▸ **Problem**
Go over the data and copy out each line with "front" in it.

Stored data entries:
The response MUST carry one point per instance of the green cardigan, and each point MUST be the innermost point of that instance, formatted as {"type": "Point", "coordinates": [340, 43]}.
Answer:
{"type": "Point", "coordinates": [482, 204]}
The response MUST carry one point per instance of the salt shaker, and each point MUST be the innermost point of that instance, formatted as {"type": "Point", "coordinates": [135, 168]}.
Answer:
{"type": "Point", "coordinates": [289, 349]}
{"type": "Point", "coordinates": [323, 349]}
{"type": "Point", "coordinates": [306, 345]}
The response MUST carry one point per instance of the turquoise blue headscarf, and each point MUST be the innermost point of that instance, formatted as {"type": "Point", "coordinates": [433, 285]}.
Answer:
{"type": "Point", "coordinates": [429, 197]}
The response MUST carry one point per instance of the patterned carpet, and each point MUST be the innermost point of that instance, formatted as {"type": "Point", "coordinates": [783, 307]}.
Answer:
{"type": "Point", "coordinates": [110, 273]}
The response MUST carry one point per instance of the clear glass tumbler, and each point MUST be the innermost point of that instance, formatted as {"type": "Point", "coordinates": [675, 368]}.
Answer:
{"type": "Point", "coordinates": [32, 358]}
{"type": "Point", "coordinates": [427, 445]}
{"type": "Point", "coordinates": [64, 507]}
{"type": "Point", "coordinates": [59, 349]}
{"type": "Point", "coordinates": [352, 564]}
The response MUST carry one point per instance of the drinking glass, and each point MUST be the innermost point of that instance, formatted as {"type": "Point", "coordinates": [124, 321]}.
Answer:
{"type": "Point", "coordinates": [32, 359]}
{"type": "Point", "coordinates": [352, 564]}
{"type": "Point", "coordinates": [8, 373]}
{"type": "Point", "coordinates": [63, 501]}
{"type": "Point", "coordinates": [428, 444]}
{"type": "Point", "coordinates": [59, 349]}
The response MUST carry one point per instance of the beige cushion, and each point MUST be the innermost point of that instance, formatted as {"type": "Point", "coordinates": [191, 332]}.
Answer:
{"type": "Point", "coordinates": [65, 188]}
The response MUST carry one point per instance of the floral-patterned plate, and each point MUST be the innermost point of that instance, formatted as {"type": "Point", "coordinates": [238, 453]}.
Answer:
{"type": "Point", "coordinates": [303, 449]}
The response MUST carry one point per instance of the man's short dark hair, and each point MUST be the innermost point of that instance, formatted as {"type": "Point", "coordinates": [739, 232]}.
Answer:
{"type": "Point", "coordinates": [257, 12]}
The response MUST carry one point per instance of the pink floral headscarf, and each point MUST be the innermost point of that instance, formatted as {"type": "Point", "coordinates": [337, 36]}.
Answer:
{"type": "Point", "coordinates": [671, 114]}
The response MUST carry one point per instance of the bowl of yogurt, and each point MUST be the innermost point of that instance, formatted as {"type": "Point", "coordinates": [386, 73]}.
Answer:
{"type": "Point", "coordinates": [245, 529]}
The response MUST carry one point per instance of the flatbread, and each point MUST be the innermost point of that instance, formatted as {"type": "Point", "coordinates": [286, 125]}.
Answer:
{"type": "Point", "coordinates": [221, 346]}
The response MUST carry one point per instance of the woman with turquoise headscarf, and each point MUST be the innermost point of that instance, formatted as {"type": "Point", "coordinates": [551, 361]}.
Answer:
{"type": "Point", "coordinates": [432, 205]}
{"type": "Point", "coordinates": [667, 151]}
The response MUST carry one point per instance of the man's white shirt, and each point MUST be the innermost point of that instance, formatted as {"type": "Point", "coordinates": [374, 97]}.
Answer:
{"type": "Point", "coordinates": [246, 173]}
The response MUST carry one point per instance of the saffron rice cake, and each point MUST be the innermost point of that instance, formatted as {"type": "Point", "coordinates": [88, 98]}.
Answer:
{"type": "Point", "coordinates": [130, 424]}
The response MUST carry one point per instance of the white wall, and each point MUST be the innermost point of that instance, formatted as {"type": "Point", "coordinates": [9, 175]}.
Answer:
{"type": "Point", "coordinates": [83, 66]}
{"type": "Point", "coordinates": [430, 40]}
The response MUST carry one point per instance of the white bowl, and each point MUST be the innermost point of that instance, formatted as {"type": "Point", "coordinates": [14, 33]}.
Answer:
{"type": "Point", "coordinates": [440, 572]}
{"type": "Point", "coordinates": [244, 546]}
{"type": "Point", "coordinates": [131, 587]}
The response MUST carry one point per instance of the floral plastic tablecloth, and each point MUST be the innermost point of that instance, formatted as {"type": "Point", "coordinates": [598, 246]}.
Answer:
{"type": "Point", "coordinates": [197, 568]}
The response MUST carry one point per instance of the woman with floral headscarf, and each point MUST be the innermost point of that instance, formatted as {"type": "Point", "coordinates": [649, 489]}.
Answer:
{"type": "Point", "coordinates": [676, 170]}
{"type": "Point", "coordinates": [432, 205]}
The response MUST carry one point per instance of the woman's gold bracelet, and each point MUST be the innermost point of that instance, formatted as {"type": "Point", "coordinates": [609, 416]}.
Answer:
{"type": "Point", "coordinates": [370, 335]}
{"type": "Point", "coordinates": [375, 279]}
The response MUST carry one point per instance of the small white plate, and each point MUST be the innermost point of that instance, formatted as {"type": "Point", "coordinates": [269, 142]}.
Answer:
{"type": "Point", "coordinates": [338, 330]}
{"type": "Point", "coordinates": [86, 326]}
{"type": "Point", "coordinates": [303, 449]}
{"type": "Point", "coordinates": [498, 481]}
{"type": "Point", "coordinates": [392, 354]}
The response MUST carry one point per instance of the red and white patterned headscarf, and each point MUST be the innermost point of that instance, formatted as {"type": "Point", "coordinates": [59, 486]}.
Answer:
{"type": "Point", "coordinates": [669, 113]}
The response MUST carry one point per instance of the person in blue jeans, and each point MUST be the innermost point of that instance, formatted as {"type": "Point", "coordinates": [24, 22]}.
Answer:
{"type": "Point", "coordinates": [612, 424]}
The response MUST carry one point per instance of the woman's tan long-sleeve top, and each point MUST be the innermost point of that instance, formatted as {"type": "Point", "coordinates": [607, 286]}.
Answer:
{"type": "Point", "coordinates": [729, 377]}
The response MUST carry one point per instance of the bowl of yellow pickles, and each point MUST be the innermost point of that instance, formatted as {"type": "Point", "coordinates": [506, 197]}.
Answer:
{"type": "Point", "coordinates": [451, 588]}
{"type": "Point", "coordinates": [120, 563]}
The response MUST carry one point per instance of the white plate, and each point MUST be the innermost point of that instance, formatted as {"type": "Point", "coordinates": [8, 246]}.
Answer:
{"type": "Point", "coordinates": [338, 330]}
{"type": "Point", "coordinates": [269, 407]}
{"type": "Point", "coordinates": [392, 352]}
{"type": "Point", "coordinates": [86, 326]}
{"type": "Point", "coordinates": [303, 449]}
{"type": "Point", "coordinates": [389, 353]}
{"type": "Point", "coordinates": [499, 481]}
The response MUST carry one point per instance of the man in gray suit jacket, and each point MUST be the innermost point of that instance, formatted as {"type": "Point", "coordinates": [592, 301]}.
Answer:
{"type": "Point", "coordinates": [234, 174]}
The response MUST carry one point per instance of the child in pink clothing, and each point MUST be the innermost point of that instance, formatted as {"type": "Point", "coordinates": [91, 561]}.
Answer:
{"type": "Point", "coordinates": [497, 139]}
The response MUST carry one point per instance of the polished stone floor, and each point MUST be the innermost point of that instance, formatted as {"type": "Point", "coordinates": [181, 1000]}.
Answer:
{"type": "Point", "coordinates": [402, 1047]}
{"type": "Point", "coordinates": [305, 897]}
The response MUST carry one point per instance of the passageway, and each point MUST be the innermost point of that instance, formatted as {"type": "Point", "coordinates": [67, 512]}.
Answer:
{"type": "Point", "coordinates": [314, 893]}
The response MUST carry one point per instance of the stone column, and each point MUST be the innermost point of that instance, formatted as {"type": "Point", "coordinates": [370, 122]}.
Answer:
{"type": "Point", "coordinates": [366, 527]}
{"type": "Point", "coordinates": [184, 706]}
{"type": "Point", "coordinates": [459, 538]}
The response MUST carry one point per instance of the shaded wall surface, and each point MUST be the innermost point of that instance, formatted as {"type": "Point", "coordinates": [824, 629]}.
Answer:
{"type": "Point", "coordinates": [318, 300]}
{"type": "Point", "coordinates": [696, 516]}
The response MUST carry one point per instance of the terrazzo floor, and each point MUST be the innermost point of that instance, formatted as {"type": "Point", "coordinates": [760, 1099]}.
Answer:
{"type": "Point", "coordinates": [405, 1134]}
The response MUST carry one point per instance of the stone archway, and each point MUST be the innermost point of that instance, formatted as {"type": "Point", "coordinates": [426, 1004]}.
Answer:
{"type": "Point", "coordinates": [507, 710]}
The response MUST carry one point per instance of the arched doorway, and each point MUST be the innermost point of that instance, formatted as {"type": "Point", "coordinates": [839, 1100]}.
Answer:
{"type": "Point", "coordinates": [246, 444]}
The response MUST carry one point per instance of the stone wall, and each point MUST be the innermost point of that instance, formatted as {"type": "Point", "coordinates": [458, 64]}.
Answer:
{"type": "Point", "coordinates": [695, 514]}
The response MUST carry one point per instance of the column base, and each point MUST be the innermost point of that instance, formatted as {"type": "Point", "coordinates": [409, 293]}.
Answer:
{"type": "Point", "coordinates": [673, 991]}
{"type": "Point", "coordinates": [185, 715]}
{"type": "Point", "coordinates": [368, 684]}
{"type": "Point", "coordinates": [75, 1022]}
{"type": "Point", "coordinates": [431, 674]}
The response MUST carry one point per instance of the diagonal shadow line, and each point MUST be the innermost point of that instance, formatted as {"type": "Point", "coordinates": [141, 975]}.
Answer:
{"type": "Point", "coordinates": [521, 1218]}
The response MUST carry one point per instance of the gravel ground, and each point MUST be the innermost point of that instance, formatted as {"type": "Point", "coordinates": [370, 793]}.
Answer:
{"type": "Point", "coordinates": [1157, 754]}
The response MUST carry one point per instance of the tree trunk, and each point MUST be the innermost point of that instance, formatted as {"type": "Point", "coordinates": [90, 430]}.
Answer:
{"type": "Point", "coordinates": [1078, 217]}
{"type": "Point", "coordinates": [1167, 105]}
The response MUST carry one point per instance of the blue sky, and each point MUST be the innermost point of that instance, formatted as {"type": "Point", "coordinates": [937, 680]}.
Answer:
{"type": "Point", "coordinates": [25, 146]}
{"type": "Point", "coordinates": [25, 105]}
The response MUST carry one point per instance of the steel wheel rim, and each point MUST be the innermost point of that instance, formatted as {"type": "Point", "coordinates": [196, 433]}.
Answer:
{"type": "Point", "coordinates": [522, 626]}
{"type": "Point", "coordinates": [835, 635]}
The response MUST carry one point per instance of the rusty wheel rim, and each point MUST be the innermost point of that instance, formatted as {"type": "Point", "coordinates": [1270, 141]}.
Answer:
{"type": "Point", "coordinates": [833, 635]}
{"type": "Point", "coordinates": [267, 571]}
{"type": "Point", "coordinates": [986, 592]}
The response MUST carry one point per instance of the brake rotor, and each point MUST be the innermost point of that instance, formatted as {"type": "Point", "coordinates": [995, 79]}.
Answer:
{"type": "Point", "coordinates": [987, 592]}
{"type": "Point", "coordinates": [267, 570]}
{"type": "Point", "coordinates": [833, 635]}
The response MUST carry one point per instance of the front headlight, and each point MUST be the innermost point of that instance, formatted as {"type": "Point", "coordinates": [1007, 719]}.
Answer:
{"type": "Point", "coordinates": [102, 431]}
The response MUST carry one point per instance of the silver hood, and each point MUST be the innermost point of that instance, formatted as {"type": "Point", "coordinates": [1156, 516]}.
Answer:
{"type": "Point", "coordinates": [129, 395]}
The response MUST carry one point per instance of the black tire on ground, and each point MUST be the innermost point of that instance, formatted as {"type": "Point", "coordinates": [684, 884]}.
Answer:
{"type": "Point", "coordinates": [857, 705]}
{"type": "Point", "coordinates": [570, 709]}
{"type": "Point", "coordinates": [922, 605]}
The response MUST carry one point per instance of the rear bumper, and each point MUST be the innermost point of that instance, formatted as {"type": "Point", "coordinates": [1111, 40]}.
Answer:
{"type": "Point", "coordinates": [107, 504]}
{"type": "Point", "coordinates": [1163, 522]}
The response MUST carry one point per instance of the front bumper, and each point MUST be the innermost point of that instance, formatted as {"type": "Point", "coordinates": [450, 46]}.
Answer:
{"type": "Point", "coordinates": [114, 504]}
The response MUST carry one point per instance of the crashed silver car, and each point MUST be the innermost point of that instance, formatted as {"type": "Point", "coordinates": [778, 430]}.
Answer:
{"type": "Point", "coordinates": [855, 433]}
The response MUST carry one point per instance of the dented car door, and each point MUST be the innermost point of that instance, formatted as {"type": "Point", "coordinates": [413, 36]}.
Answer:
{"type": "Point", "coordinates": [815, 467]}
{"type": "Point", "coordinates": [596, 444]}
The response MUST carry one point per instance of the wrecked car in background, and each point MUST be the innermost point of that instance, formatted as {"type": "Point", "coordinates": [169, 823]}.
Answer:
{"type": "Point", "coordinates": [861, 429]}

▸ **Output below**
The response MUST carry one point per instance of the front headlight, and each point MUST be the innermost point of that instance, formatted as {"type": "Point", "coordinates": [1007, 719]}.
The response MUST carry one point per instance of the front bumper, and each point MUST be the innermost point of that instance, formatted as {"type": "Point", "coordinates": [450, 46]}.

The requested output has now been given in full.